** Opening Records supplied block **
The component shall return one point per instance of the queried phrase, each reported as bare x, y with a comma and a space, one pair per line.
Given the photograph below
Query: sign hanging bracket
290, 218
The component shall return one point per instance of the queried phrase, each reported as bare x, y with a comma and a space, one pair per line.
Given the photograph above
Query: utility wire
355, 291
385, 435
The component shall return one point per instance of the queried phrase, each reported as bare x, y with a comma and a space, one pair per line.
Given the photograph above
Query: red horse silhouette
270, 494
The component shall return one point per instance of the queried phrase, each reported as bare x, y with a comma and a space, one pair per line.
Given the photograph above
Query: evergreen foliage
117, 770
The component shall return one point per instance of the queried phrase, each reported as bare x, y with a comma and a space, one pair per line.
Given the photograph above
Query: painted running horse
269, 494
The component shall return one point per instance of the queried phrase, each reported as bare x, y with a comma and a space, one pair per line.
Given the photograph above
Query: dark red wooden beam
** Closing Records supplied block **
** Opening Records supplied block **
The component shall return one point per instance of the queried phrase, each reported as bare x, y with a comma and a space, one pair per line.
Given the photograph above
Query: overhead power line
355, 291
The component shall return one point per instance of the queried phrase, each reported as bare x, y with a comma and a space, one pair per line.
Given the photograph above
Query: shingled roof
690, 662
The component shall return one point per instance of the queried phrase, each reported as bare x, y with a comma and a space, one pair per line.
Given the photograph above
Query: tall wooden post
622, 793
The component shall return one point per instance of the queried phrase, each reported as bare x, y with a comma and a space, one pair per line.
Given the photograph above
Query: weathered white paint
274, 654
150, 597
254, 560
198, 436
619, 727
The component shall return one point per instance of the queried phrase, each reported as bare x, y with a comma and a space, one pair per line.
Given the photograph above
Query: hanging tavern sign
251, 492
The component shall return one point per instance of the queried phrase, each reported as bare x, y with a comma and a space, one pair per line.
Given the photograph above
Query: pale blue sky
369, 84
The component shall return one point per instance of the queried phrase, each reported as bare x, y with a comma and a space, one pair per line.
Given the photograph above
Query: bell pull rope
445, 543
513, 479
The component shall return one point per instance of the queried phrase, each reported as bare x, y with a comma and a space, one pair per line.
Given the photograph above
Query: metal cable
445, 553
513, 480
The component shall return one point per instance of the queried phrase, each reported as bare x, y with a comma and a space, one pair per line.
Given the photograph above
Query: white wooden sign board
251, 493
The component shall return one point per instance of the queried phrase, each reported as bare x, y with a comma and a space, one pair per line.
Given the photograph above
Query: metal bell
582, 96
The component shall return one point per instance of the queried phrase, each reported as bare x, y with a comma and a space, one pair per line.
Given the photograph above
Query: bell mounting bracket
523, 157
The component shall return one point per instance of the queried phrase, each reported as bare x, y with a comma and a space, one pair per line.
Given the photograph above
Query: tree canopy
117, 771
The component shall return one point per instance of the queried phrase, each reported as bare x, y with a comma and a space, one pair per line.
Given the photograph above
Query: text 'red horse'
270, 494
** Closing Records supplied block **
**Your assignment:** There is a run of lines above from the one with "Query: evergreen foliage" to the one with "Query: dark red wooden beam"; print exactly that run, both ends included, and nothing else.

**Result for this task:**
Query: evergreen foliage
117, 770
The component shall return one point per instance of the queried phrase, each reported as bare x, y with a comma and a space, one pair per line.
Given the photograph above
Query: painted running horse
269, 494
The component shall return one point per instance of the queried phrase, each reported as bare x, y with a comma and a space, one pair per line.
Given the photograph above
Query: dark red wooden beam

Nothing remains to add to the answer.